→ YOUR GOAL: Please give again exactly the lines from the top of the material through the line with "negative clicks: (88, 101) (67, 95)"; omit each picture.

→ MATERIAL FOR THIS EXERCISE:
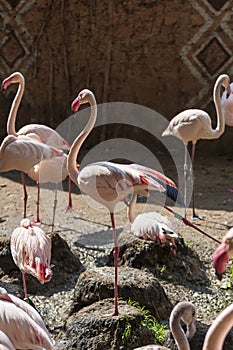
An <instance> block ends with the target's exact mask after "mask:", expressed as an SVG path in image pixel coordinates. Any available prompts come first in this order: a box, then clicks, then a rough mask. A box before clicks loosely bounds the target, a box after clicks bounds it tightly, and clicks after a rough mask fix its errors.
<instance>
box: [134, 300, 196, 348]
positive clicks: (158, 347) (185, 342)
mask: <svg viewBox="0 0 233 350" xmlns="http://www.w3.org/2000/svg"><path fill="white" fill-rule="evenodd" d="M195 317H196V308H195V306H194V305H193V304H192V303H191V302H189V301H181V302H179V303H178V304H177V305H175V306H174V308H173V310H172V312H171V315H170V319H169V323H170V329H171V332H172V334H173V336H174V339H175V342H176V345H177V347H178V350H190V346H189V342H188V339H191V338H192V337H193V335H194V334H195V332H196V326H195ZM181 321H183V322H184V323H185V324H186V327H187V330H186V333H184V330H183V328H182V327H181ZM134 350H169V349H168V348H167V347H164V346H160V345H155V344H151V345H145V346H142V347H139V348H135V349H134Z"/></svg>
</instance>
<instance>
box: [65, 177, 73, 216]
mask: <svg viewBox="0 0 233 350" xmlns="http://www.w3.org/2000/svg"><path fill="white" fill-rule="evenodd" d="M68 192H69V200H68V206H67V208H66V211H70V210H72V197H71V178H70V176H69V177H68Z"/></svg>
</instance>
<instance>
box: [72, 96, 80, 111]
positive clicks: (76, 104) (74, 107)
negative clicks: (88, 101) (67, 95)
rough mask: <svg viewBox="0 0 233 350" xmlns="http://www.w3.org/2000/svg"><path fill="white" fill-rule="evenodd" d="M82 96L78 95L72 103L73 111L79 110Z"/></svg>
mask: <svg viewBox="0 0 233 350" xmlns="http://www.w3.org/2000/svg"><path fill="white" fill-rule="evenodd" d="M80 104H81V103H80V97H79V96H78V97H76V99H75V100H74V101H73V102H72V105H71V110H72V111H73V112H77V111H78V109H79V107H80Z"/></svg>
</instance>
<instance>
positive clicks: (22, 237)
mask: <svg viewBox="0 0 233 350" xmlns="http://www.w3.org/2000/svg"><path fill="white" fill-rule="evenodd" d="M10 247H11V254H12V257H13V260H14V262H15V264H16V265H17V266H18V268H19V269H20V270H21V272H22V278H23V286H24V295H25V298H28V293H27V286H26V278H25V274H26V273H28V274H31V275H32V276H34V277H36V278H37V279H38V280H39V282H40V283H41V284H44V283H45V282H48V281H49V280H50V279H51V277H52V271H51V268H50V260H51V239H50V238H49V237H48V236H47V235H46V234H45V232H44V231H43V230H42V229H41V228H40V227H38V226H34V225H32V223H31V222H30V220H29V219H22V220H21V222H20V227H17V228H16V229H15V230H14V231H13V233H12V235H11V241H10Z"/></svg>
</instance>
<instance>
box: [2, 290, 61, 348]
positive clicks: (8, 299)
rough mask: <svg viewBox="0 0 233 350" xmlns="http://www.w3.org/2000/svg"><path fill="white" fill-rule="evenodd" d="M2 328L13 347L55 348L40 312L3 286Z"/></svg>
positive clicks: (2, 295)
mask: <svg viewBox="0 0 233 350" xmlns="http://www.w3.org/2000/svg"><path fill="white" fill-rule="evenodd" d="M0 330H1V331H2V332H3V333H4V334H5V335H6V336H7V337H8V338H9V339H10V341H11V342H12V343H13V345H14V347H13V349H32V350H43V349H46V350H53V349H54V341H53V340H52V338H51V337H50V335H49V332H48V330H47V329H46V326H45V324H44V321H43V320H42V318H41V317H40V315H39V314H38V312H37V311H36V310H35V309H34V308H33V307H32V306H30V305H29V304H28V303H26V302H24V301H23V300H21V299H19V298H17V297H15V296H13V295H11V294H7V292H6V291H5V290H4V289H3V288H1V294H0ZM9 349H11V348H9Z"/></svg>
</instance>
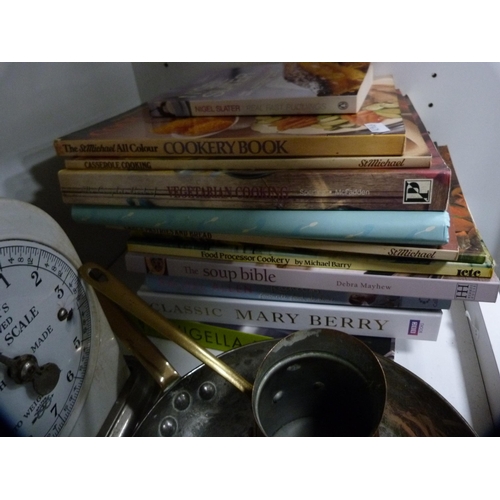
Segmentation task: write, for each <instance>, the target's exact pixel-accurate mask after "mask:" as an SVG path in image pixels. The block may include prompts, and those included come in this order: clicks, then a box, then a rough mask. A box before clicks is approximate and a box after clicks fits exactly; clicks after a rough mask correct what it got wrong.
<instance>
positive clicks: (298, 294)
mask: <svg viewBox="0 0 500 500" xmlns="http://www.w3.org/2000/svg"><path fill="white" fill-rule="evenodd" d="M144 284H145V285H146V287H147V288H148V289H149V290H151V291H153V292H162V293H180V294H183V295H211V296H213V297H229V298H233V299H256V300H275V301H280V302H309V303H315V304H333V305H346V306H366V307H389V308H392V309H449V308H450V307H451V300H446V299H431V298H428V297H399V296H396V295H381V294H374V293H368V292H367V293H363V292H342V291H337V290H316V289H308V288H294V287H286V286H274V285H257V284H255V283H232V282H219V281H215V280H207V279H199V278H185V277H178V276H166V275H156V274H146V276H145V281H144Z"/></svg>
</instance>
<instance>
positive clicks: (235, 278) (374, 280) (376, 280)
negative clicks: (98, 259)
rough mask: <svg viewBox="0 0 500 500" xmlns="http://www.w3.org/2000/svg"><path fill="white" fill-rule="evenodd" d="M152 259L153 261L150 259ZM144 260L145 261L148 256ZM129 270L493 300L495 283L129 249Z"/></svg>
mask: <svg viewBox="0 0 500 500" xmlns="http://www.w3.org/2000/svg"><path fill="white" fill-rule="evenodd" d="M151 258H153V260H151ZM148 259H149V260H148ZM125 262H126V267H127V270H128V271H131V272H140V273H147V272H152V271H151V269H150V266H149V264H151V263H153V262H154V264H155V266H154V267H155V269H154V272H152V274H155V273H156V274H165V275H169V276H182V277H186V278H188V277H189V278H203V279H211V280H215V281H219V282H220V281H222V282H228V283H253V284H259V285H275V286H288V287H295V288H308V289H313V290H336V291H342V292H360V293H361V292H362V293H375V294H383V295H399V296H406V297H432V298H434V299H447V300H470V301H475V302H495V301H496V299H497V296H498V292H499V288H500V283H499V280H498V277H497V276H496V275H494V276H493V278H491V279H488V278H483V279H478V278H476V279H468V278H462V277H455V276H445V277H442V276H435V277H431V276H427V275H411V276H408V275H404V274H397V273H393V274H376V273H371V272H364V271H352V270H349V271H344V270H336V269H327V268H315V267H310V268H292V267H288V268H280V267H277V266H273V265H259V264H249V263H242V262H237V263H226V262H222V261H205V260H203V259H194V258H181V257H166V256H154V257H148V256H145V255H144V254H140V253H134V252H128V253H127V254H126V256H125Z"/></svg>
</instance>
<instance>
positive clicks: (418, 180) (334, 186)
mask: <svg viewBox="0 0 500 500" xmlns="http://www.w3.org/2000/svg"><path fill="white" fill-rule="evenodd" d="M450 180H451V172H450V170H449V168H448V167H447V166H446V165H445V164H444V163H443V164H442V165H441V167H440V168H423V169H411V170H408V169H397V170H396V169H377V170H355V171H353V170H350V169H333V170H293V171H285V170H274V171H262V170H253V171H250V172H238V173H236V172H234V171H228V170H181V171H179V170H163V171H150V172H145V171H140V172H138V171H116V170H115V171H107V170H99V171H95V170H94V171H92V170H68V169H63V170H60V171H59V185H60V190H61V194H62V198H63V201H64V202H65V203H68V204H92V205H123V206H130V205H140V204H143V205H144V204H150V205H151V206H158V207H181V208H182V207H193V208H196V207H198V208H200V207H201V208H203V207H210V208H238V209H239V208H247V209H299V210H300V209H302V210H308V209H314V210H335V209H346V208H347V209H359V210H412V211H413V210H438V211H443V210H446V208H447V206H448V198H449V191H450Z"/></svg>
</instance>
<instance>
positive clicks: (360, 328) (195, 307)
mask: <svg viewBox="0 0 500 500" xmlns="http://www.w3.org/2000/svg"><path fill="white" fill-rule="evenodd" d="M138 295H139V297H141V298H142V299H143V300H145V301H146V302H147V303H148V304H149V305H150V306H151V307H152V308H153V309H154V310H156V311H158V312H159V313H160V314H162V315H164V316H165V317H166V318H167V319H175V320H190V321H200V322H216V323H221V324H232V325H246V326H263V325H264V326H267V327H271V328H283V329H289V330H302V329H309V328H334V329H338V330H341V331H343V332H345V333H348V334H351V335H362V336H363V335H365V336H375V337H386V338H387V337H388V338H406V339H416V340H436V339H437V336H438V332H439V327H440V324H441V318H442V311H423V310H405V309H387V308H386V309H383V308H376V307H373V308H370V307H356V306H345V307H344V306H334V305H325V304H310V303H295V302H294V303H289V302H274V301H262V300H246V299H231V298H224V300H221V298H220V297H209V296H202V295H197V296H194V295H176V294H166V293H156V292H151V291H148V290H145V289H144V288H142V289H140V290H139V291H138Z"/></svg>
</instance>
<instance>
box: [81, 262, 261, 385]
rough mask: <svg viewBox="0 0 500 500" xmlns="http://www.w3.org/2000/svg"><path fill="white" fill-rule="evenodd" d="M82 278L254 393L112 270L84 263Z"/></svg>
mask: <svg viewBox="0 0 500 500" xmlns="http://www.w3.org/2000/svg"><path fill="white" fill-rule="evenodd" d="M78 272H79V274H80V277H81V278H82V279H83V280H84V281H85V282H86V283H88V284H89V285H91V286H92V287H93V288H94V289H95V290H96V291H97V292H99V293H101V294H102V295H104V296H105V297H107V298H108V299H109V300H111V301H112V302H114V303H115V304H117V305H118V306H120V307H121V308H122V309H124V310H125V311H127V312H129V313H130V314H132V315H133V316H135V317H136V318H137V319H139V320H141V321H143V322H144V323H145V324H146V325H148V326H150V327H151V328H154V329H155V330H156V331H157V332H158V333H159V334H161V335H163V336H164V337H165V338H166V339H168V340H171V341H173V342H175V343H176V344H177V345H179V346H180V347H182V348H183V349H185V350H186V351H187V352H189V353H190V354H192V355H193V356H195V357H196V358H198V359H199V360H200V361H201V362H203V363H205V364H206V365H207V366H209V367H210V368H212V369H213V370H215V371H216V372H217V373H218V374H219V375H221V376H222V377H224V378H225V379H226V380H227V381H228V382H230V383H231V384H232V385H234V386H235V387H236V388H237V389H239V390H240V391H241V392H245V393H246V392H248V393H251V392H252V389H253V386H252V384H251V383H250V382H248V381H247V380H246V379H245V378H243V377H242V376H241V375H240V374H239V373H238V372H236V371H235V370H233V369H232V368H231V367H230V366H228V365H227V364H226V363H224V362H223V361H221V360H220V359H219V358H217V357H216V356H214V355H213V354H212V353H211V352H210V351H208V350H207V349H204V348H203V347H201V346H199V345H198V344H197V343H196V342H195V341H194V340H192V339H190V338H189V337H188V336H187V335H184V334H183V333H182V332H181V331H180V330H178V329H177V328H176V327H175V326H174V325H172V324H171V323H170V322H169V321H168V320H167V319H166V318H164V317H163V316H162V315H161V314H160V313H158V312H157V311H155V310H154V309H152V308H151V307H150V306H149V305H148V304H147V303H146V302H145V301H144V300H142V299H141V298H140V297H139V296H137V294H135V293H134V292H133V291H132V290H130V289H129V288H128V287H127V286H126V285H124V284H123V283H122V282H121V281H119V280H118V279H117V278H115V277H114V276H113V275H112V274H111V273H110V272H109V271H107V270H106V269H104V268H103V267H101V266H99V265H98V264H94V263H87V264H83V265H82V266H81V267H80V269H79V270H78Z"/></svg>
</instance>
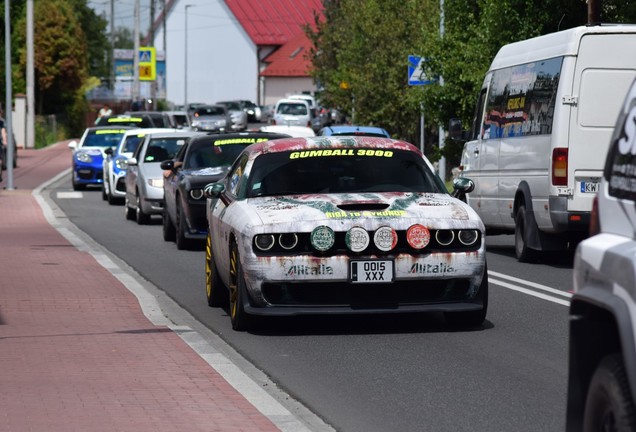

→ TASK RESPONSE:
An <instance> block ends with the target's exact mask after "mask:", expressed as an SVG path in image pixel coordinates. Any available prompts come first in this order: a box, then clicks, then a rough mask. A box before clicks loosely bounds the target, a box after clicks bounds it tightly, and clicks after a rough mask fix its errors.
<instance>
box: [134, 300, 196, 348]
positive clicks: (158, 347) (185, 342)
mask: <svg viewBox="0 0 233 350" xmlns="http://www.w3.org/2000/svg"><path fill="white" fill-rule="evenodd" d="M195 317H196V308H195V306H194V305H193V304H192V303H191V302H189V301H181V302H179V303H178V304H177V305H175V306H174V308H173V310H172V312H171V315H170V319H169V323H170V329H171V332H172V334H173V336H174V339H175V342H176V345H177V347H178V350H190V346H189V342H188V339H191V338H192V337H193V335H194V334H195V332H196V326H195ZM181 321H183V322H184V323H185V324H186V327H187V330H186V333H184V330H183V328H182V327H181ZM134 350H169V349H168V348H167V347H164V346H160V345H155V344H151V345H145V346H142V347H139V348H135V349H134Z"/></svg>
</instance>
<instance>
box: [65, 177, 73, 216]
mask: <svg viewBox="0 0 233 350" xmlns="http://www.w3.org/2000/svg"><path fill="white" fill-rule="evenodd" d="M68 192H69V200H68V206H67V208H66V211H70V210H72V197H71V178H70V176H69V177H68Z"/></svg>
</instance>
<instance>
box: [72, 96, 80, 111]
positive clicks: (76, 104) (74, 107)
negative clicks: (88, 101) (67, 95)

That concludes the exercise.